Provided text
Image of Apricots

Scientific Binomial Name: Prunus armeniaca

SELECTION INFORMATION
Usage

Eating fresh, baking, glazes, canning, dried, preserves and jams, desserts.

Excellent juiced.

Selection

An Apricot should be well-formed and fairly firm. Pick apricots that are dark yellow or yellow-orange in color.

Avoid

Apricots are very fragile and are prone to bruising – so look for indications of poor handling.

Avoid apricots that are dull looking, soft, mushy or extremely firm. Bruised areas will be obviously brown.

Storage

Soft fruit should be ripened at room temperature and then refrigerated until you're ready to eat them.

Unripend soft fruit can be stored for up to a week in the coldest part of your regrigerator, and will still ripen correctly.

Ripening

To ripen apricots, place them in a sealed plastic or paper bag and keep them at room temperature.

  • Nutritional Information
  • Apricots are very low in Saturated Fat, Cholesterol and Sodium. They're also a good source of Dietary Fiber and Potassium, and a great source of Vitamin A and Vitamin C.

The data

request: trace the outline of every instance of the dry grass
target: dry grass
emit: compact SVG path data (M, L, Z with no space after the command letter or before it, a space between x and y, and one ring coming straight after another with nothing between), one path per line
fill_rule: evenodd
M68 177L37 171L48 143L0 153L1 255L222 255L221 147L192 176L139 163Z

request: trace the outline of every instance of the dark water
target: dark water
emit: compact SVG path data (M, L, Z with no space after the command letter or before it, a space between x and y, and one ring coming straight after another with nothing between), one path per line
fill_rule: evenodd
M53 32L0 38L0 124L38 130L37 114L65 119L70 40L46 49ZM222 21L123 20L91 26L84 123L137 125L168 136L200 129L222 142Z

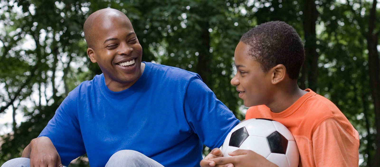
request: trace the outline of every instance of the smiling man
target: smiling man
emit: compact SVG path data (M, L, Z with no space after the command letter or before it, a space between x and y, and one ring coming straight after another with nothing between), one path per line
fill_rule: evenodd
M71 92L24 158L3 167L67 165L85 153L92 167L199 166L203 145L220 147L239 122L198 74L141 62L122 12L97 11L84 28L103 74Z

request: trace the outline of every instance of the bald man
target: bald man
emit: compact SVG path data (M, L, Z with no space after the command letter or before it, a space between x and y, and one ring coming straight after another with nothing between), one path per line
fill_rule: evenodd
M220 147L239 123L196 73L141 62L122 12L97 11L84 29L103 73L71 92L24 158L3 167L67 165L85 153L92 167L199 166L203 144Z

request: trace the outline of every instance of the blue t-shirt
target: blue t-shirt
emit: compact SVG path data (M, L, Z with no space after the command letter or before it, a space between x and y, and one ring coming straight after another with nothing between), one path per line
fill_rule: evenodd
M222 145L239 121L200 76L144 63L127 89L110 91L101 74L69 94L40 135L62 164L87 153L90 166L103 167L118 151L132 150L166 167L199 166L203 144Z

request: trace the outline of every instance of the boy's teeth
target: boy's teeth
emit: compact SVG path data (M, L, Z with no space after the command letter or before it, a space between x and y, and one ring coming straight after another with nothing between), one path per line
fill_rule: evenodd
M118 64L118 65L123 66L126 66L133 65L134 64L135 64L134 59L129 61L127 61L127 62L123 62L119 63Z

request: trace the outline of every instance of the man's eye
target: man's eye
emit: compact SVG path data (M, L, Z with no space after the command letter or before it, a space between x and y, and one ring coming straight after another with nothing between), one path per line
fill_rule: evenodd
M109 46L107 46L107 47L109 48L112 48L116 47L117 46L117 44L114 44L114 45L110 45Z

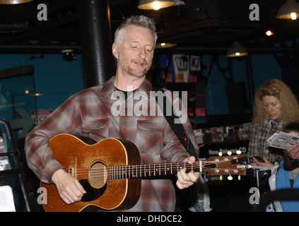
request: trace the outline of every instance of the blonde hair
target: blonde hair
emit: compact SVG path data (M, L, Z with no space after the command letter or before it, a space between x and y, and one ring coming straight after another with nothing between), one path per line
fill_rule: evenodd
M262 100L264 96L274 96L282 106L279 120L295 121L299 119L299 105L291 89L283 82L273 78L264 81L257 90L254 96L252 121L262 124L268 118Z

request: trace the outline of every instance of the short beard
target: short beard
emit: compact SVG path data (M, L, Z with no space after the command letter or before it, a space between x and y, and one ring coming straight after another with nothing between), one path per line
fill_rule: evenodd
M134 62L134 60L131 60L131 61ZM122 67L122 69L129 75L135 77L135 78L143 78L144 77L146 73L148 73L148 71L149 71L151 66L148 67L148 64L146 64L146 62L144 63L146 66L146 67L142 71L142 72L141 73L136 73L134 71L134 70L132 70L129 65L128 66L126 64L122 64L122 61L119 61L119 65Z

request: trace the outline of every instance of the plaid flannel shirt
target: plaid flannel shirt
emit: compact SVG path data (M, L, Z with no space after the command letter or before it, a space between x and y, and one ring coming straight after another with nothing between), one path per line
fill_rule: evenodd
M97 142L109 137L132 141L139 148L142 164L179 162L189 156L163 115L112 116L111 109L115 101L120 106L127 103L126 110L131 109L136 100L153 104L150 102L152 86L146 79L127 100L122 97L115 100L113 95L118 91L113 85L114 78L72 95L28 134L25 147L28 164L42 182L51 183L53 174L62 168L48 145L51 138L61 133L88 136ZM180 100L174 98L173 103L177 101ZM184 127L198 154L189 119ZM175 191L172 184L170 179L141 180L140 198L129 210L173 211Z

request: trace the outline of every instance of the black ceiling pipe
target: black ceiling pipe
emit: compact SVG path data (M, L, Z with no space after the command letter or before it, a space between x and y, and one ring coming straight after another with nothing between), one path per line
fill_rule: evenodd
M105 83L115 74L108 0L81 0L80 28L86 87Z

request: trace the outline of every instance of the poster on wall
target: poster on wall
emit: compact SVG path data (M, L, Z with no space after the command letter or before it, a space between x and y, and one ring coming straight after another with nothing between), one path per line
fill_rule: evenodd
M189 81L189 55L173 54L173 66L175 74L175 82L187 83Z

...

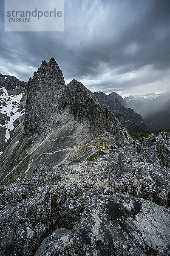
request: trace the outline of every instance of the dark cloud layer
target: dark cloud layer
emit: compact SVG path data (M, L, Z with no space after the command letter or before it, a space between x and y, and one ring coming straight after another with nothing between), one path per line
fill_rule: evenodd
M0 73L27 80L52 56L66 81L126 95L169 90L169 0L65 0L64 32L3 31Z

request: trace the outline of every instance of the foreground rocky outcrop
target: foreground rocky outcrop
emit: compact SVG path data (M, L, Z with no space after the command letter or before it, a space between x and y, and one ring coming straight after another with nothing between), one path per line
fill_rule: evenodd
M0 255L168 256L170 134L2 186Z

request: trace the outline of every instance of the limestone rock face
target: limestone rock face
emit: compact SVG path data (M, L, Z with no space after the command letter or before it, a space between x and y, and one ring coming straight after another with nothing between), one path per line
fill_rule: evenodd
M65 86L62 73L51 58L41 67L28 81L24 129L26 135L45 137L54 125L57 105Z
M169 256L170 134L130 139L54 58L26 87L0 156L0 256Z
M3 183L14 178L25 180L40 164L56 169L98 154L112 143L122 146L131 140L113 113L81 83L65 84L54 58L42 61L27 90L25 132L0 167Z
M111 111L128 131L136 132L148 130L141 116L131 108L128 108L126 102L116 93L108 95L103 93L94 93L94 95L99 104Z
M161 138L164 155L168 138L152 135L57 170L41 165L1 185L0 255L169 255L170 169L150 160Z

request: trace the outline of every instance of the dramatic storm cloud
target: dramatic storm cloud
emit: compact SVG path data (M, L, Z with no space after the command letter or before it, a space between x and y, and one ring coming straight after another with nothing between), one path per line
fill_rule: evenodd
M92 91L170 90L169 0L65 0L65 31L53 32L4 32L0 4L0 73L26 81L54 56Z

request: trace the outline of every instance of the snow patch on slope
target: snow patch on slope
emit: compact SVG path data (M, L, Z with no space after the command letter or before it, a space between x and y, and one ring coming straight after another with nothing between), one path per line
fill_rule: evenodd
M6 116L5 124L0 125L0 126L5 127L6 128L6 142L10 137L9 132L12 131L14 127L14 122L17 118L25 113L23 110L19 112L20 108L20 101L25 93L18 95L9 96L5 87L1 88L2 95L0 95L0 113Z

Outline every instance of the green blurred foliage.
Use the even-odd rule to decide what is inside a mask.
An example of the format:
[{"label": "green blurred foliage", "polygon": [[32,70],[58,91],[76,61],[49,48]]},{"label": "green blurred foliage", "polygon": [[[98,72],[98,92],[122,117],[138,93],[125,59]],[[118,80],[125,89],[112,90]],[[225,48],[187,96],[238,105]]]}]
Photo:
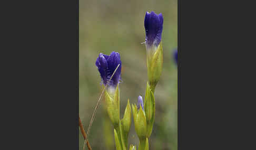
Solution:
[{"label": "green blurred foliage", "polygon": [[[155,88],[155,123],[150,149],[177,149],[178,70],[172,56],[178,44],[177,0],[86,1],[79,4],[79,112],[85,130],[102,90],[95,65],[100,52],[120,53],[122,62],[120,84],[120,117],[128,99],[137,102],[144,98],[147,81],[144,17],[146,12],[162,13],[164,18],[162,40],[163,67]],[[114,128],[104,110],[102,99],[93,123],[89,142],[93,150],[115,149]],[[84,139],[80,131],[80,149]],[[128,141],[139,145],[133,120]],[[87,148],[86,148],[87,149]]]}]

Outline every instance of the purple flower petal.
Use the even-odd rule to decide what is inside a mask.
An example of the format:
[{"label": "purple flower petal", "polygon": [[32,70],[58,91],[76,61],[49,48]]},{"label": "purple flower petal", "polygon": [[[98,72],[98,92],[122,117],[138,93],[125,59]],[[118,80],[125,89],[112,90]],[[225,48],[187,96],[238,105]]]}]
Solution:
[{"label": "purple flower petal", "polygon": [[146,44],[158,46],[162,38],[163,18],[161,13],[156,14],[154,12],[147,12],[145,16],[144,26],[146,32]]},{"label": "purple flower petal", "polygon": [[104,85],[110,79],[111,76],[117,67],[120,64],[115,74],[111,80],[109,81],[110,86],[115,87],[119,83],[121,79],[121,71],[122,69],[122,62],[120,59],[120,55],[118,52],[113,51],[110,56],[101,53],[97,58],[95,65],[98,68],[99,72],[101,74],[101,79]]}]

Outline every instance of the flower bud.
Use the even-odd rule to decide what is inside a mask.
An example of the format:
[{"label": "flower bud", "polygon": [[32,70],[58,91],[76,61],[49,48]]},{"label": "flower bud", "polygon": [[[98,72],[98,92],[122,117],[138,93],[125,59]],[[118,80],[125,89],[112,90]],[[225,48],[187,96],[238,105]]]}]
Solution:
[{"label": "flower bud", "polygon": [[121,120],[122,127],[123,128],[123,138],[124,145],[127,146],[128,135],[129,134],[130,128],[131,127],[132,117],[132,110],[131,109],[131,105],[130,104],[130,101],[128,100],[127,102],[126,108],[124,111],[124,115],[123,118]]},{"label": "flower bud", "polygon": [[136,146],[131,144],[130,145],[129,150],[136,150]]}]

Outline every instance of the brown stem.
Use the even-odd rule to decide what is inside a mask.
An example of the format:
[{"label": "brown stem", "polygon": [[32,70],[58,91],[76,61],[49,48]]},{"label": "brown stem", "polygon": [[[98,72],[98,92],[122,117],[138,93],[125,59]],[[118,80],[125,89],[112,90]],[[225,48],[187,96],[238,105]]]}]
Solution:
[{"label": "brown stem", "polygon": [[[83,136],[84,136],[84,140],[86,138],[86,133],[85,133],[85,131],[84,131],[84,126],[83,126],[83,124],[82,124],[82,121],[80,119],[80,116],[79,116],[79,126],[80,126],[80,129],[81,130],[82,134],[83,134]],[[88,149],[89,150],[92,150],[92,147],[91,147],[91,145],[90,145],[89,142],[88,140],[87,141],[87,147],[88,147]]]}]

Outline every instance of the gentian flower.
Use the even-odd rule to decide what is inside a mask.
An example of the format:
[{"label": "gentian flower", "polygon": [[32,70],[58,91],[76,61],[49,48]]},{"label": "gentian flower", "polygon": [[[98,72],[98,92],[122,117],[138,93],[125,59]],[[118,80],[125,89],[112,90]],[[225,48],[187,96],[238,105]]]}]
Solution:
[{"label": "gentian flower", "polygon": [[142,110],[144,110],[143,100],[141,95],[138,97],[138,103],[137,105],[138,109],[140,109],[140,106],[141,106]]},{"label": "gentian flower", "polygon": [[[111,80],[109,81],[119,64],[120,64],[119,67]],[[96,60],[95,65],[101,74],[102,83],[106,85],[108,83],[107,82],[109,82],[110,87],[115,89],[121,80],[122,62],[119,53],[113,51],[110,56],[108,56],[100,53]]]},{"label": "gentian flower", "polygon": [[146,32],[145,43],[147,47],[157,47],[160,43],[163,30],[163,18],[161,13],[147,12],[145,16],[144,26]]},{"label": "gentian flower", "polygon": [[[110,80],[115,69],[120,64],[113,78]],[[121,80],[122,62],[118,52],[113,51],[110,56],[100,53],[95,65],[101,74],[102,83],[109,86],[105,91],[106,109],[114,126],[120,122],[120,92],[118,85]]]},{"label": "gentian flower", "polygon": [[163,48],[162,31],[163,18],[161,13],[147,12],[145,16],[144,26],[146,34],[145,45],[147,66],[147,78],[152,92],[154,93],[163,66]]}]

Exercise
Write out the passage of the apricot guide from "An Apricot should" up to and including "still ripen correctly.", word for word.

Task answer
An Apricot should be well-formed and fairly firm. Pick apricots that are dark yellow or yellow-orange in color.

Avoid

Apricots are very fragile and are prone to bruising – so look for indications of poor handling.

Avoid apricots that are dull looking, soft, mushy or extremely firm. Bruised areas will be obviously brown.

Storage

Soft fruit should be ripened at room temperature and then refrigerated until you're ready to eat them.

Unripend soft fruit can be stored for up to a week in the coldest part of your regrigerator, and will still ripen correctly.